Docker and GPU agent

Hi,

I am having trouble creating gpu agent for Datalore Enterprise docker installation.
I have this as my agents-config.yaml

docker:
  network: datalore-agents-network
  dataloreHost: datalore
  instances:
    - id: basic-agent
      default: true
      label: "docker-base"
      description: "docker-base"
      image: docker.io/jetbrains/datalore-agent:2023.1
    - id: gpu-agent
      label: "gpu-agent"
      image: docker.io/jetbrains/datalore-agent:evaluator-gpu-v0.3.0-no-fuse
      deviceRequests:
        - capabilities: [ [ "gpu" ] ]

GPU in use is GeForce GTX 1080 Ti

What image should I use for GPU agent configuration?
Am I missing some configuration declarations?
At the moment whenever is update the agents-config.yaml I can see the “gpu-agent” upon trying to create a new notebook but it is grayed out and unselectable.

When I tried to frankenstein something together into the default instance like this:

docker:
  network: datalore-agents-network
  dataloreHost: datalore
  instances:
    - id: basic-agent
      default: true
      label: "docker-base"
      description: "docker-base"
      image: docker.io/jetbrains/datalore-agent:2023.1
      deviceRequests:
        - capabilities: [ [ "gpu" ] ]

I got this error:

21:40:27.092 ERROR [Datalore EDT Manager] j.d.n.s.c.agentsManager.impl.AgentPool   Failed to create instance when refilling pool
com.github.dockerjava.api.exception.InternalServerErrorException: Status 500: {"message":"could not select device driver \"nvidia\" with capabilities: [[gpu]]"}

I’m also following this;

I enabled the GPU environment variable for the container start command as follows:
additionalOptions: "-e NVIDIA_VISIBLE_DEVICES=all"

I also added deviceRequests so my configurations looks like as below

docker:
  network: datalore-agents-network
  dataloreHost: datalore
  instances:
    - id: basic-agent
      label: "docker-base"

## PROVIDED DATA
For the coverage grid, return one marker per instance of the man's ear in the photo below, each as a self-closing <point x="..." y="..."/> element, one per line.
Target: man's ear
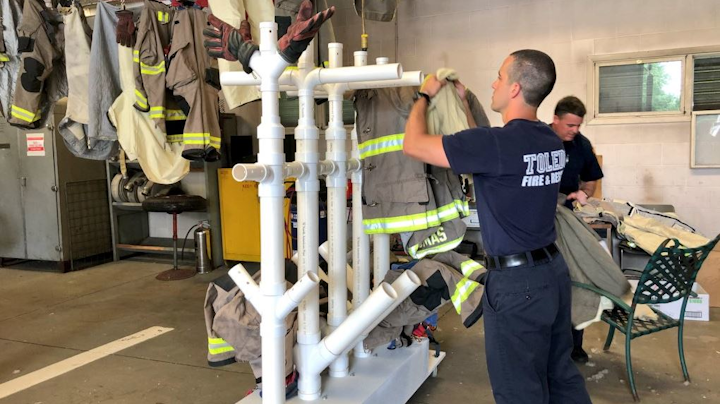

## WHAT TO DO
- a) In the Docker GPU agent thread, retype the passage from "Am I missing" to "out and unselectable.".
- b) Using the Docker GPU agent thread, state yes or no for each statement below and support each answer with the exact words of the thread that decide it. (i) The GPU in use is a GeForce GTX 1080 Ti. (ii) The "gpu-agent" can be selected when a new notebook is created. (iii) In the first configuration, the gpu-agent uses the image docker.io/jetbrains/datalore-agent:2023.1.

## IN RESPONSE
- a)
Am I missing some configuration declarations?
At the moment whenever is update the agents-config.yaml I can see the “gpu-agent” upon trying to create a new notebook but it is grayed out and unselectable.

- b)
(i) Yes: "GPU in use is GeForce GTX 1080 Ti"
(ii) No: "it is grayed out and unselectable"
(iii) No: "image: docker.io/jetbrains/datalore-agent:evaluator-gpu-v0.3.0-no-fuse"